Teks Dokumen:
###

Warna Kulit Bukan Diagnosis Sosial

DI NEGARA negara tropis yang kaya akan keragaman genetik dan cahaya matahari, warna kulit terang masih menjadi standar kecantikan yang dominan.

Bukan karena mutasi genetik atau adaptasi ekologis, tapi karena konstruksi sosial yang diam-diam mengubah warna kulit menjadi indikator status. Seolah semakin terang kulit seseorang, semakin “layak dipandang”, dihargai, bahkan dianggap sukses.

Sebagai praktisi kesehatan, saya sering melihat bagaimana standar kecantikan ini tidak lagi berdiri pada ranah estetika, tetapi telah menyusup ke ranah kesehatan mental dan pilihan gaya hidup.

Pasien muda datang tidak hanya dengan jerawat atau hiperpigmentasi, tapi dengan rasa malu atas kulit mereka sendiri.

###

Daftar Entri:
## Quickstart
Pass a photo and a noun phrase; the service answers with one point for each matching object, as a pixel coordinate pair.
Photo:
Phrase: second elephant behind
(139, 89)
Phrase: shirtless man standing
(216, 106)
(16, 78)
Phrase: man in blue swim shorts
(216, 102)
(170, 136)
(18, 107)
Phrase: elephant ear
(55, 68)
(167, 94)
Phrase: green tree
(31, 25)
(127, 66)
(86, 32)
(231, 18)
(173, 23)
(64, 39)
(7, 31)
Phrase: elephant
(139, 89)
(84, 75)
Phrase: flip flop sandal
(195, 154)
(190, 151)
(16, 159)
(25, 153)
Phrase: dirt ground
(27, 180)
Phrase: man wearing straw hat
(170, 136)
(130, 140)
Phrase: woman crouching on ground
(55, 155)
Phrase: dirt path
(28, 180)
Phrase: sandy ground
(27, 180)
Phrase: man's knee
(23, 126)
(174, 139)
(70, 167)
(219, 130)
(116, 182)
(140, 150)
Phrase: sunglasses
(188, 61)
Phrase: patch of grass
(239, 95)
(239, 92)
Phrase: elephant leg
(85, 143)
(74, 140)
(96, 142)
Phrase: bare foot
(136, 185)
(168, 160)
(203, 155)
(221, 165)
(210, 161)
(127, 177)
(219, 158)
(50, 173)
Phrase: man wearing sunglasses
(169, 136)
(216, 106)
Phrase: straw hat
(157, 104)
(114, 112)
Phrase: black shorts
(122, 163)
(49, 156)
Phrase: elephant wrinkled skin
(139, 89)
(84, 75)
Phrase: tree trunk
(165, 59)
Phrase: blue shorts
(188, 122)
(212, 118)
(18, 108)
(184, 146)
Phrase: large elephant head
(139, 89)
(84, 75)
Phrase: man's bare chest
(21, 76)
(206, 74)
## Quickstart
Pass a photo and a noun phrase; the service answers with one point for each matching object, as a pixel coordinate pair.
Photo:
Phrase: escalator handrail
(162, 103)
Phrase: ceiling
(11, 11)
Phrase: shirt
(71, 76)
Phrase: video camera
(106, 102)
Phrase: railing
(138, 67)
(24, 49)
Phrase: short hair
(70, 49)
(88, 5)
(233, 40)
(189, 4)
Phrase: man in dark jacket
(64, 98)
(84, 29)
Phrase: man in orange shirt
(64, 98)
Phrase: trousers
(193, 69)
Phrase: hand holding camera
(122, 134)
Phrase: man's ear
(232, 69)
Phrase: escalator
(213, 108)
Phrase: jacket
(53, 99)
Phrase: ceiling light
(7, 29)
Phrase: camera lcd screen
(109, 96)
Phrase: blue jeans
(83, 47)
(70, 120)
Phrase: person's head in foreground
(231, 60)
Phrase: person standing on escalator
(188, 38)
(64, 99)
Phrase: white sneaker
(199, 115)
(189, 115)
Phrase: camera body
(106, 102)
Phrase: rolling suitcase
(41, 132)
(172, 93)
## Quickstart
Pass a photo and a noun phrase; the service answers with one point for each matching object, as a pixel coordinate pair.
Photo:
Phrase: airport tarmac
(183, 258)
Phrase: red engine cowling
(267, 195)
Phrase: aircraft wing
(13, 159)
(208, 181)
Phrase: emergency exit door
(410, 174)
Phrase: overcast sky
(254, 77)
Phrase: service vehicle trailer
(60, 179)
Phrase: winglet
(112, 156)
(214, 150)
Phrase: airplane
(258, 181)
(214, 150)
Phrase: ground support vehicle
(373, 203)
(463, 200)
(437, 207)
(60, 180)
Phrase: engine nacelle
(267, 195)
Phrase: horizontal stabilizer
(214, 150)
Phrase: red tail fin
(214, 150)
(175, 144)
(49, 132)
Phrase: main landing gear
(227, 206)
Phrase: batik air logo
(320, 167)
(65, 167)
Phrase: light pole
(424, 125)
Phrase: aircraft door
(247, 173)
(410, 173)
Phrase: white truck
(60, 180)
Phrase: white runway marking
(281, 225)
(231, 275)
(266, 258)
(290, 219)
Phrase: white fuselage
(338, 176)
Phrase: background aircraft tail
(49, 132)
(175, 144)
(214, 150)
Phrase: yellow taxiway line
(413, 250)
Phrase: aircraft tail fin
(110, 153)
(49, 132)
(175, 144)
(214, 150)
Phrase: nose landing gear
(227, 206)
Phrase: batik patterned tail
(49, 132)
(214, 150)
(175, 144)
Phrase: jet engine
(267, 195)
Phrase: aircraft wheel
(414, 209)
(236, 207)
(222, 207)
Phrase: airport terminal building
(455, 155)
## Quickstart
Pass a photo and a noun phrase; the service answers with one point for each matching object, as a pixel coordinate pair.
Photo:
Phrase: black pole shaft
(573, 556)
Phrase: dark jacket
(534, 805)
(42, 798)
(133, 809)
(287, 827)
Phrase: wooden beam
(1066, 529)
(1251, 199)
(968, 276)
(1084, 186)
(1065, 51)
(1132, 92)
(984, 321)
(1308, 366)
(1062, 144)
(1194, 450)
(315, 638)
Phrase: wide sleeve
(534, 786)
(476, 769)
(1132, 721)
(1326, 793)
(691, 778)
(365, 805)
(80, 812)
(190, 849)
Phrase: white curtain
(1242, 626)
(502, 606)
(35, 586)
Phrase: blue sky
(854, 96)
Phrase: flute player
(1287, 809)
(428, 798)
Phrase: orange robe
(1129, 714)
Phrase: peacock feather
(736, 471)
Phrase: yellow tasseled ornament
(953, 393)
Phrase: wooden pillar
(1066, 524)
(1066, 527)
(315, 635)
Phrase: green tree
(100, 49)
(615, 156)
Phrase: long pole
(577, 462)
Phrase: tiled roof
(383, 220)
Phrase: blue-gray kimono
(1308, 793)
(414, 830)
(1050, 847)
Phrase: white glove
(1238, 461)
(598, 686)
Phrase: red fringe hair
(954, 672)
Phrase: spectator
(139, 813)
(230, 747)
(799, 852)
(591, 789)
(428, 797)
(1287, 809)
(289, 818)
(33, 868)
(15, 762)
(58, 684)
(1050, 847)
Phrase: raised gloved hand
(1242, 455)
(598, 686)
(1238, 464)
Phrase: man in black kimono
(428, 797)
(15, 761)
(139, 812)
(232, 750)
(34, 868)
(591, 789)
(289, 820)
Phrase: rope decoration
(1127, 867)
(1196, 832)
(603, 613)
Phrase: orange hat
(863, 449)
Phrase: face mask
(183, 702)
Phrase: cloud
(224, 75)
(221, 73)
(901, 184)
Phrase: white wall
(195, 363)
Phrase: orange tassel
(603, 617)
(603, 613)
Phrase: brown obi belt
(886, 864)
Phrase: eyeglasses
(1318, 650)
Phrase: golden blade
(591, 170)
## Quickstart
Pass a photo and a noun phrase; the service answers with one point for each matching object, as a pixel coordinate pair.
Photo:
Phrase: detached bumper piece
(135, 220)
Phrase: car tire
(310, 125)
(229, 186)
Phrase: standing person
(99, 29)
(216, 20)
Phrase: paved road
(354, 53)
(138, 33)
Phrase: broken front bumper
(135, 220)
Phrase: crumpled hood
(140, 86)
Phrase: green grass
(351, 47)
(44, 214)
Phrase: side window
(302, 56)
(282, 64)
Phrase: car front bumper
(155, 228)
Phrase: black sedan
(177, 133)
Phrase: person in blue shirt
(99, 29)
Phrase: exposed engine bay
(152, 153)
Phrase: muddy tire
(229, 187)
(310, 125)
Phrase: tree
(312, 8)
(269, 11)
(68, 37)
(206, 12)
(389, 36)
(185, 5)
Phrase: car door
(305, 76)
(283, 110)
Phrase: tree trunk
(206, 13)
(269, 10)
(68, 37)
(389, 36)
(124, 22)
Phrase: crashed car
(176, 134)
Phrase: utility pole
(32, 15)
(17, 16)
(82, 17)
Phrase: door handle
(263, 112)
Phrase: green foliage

###

Yang Harus Dikerjakan: Lanjutkan teks tentang warna kulit dan standar kecantikan, mulai tepat setelah kalimat terakhirnya.

Jawaban:
Sebagian orang bahkan secara obsesif menggunakan krim pemutih yang tak terdaftar, mengandung hidrokuinon atau merkuri yang secara klinis terbukti merusak ginjal dan sistem saraf.

Ini bukan sekedar masalah kosmetik. Ini epidemi sosial.

Warisan kolonial

Penelitian antropologi telah lama menunjukkan bahwa kolonialisme tidak hanya mewariskan sistem ekonomi yang timpang, tapi juga preferensi estetika yang menjajah cara kita memandang tubuh sendiri.

 

Di banyak negara Asia, termasuk Indonesia, kulit terang diasosiasikan dengan kelas atas, pekerjaan dalam ruangan, dan status sosial.

Sementara kulit sawo matang, atau lebih gelap, dikaitkan dengan kerja lapangan, kemiskinan, dan “tidak terurus.”

Padahal, kalau kita bicara biologi, kulit orang Indonesia sangatlah adaptif. Melanin yang lebih tinggi bukan hanya memberi warna sawo matang yang khas, tapi juga merupakan proteksi alami terhadap paparan ultraviolet yang ekstrem di garis khatulistiwa.

Dalam bahasa medis, ini adalah evolutionary advantage, bukan kekurangan. Mengapa keunggulan biologis ini kita sembunyikan?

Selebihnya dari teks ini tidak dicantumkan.